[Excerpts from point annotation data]
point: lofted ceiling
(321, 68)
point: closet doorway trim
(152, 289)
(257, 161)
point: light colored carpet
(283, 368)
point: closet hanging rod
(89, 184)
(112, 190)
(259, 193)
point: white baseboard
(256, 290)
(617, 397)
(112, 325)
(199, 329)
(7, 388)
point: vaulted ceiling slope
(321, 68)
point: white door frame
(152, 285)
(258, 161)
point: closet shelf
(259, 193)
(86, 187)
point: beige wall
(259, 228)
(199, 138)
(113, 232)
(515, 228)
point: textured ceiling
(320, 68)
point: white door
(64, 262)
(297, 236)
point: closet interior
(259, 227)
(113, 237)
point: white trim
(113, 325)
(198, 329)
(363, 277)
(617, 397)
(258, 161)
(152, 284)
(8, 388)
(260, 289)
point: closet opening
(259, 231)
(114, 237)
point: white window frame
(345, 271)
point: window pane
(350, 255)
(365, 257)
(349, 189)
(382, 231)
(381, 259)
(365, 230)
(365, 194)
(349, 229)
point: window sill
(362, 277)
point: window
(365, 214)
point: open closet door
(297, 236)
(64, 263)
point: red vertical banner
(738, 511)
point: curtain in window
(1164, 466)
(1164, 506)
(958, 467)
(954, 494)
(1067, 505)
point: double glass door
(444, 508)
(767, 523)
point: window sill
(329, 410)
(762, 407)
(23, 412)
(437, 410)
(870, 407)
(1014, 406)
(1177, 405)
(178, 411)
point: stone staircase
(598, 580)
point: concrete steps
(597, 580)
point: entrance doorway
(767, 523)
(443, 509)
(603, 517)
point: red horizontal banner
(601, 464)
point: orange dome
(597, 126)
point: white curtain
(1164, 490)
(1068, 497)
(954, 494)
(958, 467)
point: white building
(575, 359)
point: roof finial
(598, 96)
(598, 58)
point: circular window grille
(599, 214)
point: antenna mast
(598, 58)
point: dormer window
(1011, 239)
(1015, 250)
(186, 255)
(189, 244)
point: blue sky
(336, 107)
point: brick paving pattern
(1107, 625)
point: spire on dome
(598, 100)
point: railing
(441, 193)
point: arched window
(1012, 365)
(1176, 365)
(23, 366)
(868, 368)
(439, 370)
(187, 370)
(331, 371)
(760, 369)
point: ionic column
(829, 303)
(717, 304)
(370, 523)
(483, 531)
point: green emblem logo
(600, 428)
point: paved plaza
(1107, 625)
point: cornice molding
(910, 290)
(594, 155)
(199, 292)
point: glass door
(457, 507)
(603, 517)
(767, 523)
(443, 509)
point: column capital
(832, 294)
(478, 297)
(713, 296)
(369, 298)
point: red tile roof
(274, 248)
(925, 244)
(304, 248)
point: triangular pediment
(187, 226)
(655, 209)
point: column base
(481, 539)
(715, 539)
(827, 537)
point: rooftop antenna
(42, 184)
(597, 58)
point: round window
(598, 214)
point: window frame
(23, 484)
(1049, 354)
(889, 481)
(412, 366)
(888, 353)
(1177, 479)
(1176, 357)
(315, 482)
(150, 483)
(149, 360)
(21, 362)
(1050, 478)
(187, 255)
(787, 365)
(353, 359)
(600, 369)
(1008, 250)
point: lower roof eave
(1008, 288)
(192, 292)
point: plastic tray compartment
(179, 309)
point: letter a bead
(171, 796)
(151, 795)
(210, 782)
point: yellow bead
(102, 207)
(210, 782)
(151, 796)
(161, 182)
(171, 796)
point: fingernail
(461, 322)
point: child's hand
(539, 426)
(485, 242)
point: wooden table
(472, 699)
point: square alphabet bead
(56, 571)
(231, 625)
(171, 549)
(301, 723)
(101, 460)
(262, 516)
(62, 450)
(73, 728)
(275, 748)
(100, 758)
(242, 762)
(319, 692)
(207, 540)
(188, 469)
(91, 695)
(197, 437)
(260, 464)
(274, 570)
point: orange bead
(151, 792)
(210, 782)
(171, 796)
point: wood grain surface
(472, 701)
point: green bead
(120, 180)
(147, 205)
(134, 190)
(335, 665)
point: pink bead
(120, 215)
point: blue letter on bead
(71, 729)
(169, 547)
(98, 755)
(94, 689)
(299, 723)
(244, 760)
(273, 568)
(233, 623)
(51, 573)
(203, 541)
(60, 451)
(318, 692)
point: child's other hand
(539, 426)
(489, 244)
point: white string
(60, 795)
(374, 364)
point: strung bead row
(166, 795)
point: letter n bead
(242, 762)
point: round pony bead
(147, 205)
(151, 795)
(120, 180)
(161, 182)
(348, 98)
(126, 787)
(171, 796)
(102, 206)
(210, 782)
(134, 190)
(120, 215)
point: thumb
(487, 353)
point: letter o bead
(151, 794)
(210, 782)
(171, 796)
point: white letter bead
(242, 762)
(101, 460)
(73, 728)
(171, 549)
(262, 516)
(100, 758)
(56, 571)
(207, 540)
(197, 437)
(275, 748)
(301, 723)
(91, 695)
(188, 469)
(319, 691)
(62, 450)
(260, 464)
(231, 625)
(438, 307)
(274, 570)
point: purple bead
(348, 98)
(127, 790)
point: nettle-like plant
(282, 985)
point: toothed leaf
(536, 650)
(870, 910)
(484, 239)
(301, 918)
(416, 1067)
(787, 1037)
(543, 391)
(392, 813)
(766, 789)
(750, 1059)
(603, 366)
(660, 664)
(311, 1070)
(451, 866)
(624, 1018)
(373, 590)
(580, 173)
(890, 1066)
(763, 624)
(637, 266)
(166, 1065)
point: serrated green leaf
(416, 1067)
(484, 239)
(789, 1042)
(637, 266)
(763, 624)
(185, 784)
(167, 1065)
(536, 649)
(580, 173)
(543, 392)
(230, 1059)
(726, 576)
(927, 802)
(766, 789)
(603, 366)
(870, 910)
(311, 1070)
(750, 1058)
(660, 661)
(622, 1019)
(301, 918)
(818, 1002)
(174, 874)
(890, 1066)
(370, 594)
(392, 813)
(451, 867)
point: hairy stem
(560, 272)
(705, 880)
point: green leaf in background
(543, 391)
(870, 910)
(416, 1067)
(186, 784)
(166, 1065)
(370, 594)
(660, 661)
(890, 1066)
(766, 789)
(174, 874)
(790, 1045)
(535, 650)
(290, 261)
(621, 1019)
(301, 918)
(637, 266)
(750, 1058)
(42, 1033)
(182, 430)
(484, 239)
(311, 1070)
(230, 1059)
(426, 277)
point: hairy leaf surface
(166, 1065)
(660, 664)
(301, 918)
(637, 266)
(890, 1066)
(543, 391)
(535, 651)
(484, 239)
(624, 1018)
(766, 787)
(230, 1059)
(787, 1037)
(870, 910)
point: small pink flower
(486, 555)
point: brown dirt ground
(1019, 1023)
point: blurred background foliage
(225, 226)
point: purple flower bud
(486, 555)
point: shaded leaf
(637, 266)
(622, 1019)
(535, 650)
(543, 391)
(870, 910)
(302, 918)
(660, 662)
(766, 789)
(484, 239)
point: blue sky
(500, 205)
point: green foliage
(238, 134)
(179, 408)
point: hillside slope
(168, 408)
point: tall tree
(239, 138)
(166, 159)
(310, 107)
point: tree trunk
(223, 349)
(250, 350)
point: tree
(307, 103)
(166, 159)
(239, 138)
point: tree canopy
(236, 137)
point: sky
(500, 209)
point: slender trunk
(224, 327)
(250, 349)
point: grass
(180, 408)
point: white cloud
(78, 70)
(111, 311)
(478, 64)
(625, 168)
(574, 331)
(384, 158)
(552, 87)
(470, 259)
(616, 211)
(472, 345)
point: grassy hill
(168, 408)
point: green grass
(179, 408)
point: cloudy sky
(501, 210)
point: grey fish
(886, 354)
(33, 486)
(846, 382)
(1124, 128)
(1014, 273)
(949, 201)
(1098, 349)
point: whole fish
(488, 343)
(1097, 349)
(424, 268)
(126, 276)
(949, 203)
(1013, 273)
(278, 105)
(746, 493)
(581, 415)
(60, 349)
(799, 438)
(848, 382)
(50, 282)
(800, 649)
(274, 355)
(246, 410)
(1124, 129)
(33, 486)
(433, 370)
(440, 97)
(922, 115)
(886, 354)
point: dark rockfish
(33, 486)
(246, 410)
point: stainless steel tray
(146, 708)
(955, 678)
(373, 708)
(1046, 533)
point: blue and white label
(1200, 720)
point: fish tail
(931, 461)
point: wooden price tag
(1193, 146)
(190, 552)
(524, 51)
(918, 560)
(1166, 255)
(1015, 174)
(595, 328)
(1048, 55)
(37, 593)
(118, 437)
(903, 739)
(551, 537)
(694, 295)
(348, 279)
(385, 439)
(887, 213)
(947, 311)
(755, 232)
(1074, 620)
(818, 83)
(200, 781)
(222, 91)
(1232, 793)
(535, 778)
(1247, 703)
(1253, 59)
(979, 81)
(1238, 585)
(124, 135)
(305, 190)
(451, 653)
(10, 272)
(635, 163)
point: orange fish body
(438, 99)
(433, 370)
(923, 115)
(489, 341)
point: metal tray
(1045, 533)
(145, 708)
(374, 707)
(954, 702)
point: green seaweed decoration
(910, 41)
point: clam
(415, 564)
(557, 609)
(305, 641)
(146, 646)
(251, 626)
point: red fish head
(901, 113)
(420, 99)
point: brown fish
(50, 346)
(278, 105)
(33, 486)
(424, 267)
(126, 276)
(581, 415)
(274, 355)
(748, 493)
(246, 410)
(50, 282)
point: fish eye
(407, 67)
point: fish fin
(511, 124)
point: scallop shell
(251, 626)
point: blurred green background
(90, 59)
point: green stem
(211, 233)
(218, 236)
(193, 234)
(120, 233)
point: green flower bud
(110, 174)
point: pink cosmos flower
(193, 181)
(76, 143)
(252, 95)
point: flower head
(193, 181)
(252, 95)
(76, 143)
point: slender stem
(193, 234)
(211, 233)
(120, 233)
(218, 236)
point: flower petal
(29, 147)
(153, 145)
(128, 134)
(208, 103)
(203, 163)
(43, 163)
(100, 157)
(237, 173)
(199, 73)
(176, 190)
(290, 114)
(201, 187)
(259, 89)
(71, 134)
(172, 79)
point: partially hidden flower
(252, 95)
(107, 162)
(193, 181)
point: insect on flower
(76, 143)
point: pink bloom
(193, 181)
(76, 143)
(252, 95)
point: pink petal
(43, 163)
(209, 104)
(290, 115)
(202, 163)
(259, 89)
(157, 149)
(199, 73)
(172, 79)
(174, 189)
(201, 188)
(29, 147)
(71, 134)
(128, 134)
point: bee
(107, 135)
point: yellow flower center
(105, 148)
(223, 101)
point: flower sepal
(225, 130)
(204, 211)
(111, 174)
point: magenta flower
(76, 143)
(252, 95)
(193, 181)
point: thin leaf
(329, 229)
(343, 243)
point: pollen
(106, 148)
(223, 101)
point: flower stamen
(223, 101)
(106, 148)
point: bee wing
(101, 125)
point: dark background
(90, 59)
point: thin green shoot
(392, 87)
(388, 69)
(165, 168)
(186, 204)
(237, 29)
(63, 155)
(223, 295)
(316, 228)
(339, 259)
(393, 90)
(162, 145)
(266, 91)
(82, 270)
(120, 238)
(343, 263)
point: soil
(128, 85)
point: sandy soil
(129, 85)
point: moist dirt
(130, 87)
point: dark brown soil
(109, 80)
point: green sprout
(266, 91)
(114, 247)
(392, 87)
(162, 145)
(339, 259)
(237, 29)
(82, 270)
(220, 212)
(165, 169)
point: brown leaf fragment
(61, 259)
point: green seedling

▶ **Your goal**: Output as a numbered list, with blank lines omitted, the lines from the one containing "point: soil" through the final line, inclusive.

▶ **Written response**:
1. point: soil
2. (128, 85)
3. point: sandy soil
4. (129, 85)
5. point: moist dirt
6. (130, 87)
7. point: dark brown soil
8. (109, 80)
9. point: green sprout
10. (266, 91)
11. (114, 247)
12. (392, 87)
13. (162, 145)
14. (339, 259)
15. (237, 29)
16. (82, 270)
17. (220, 212)
18. (165, 169)
19. point: brown leaf fragment
20. (61, 259)
21. point: green seedling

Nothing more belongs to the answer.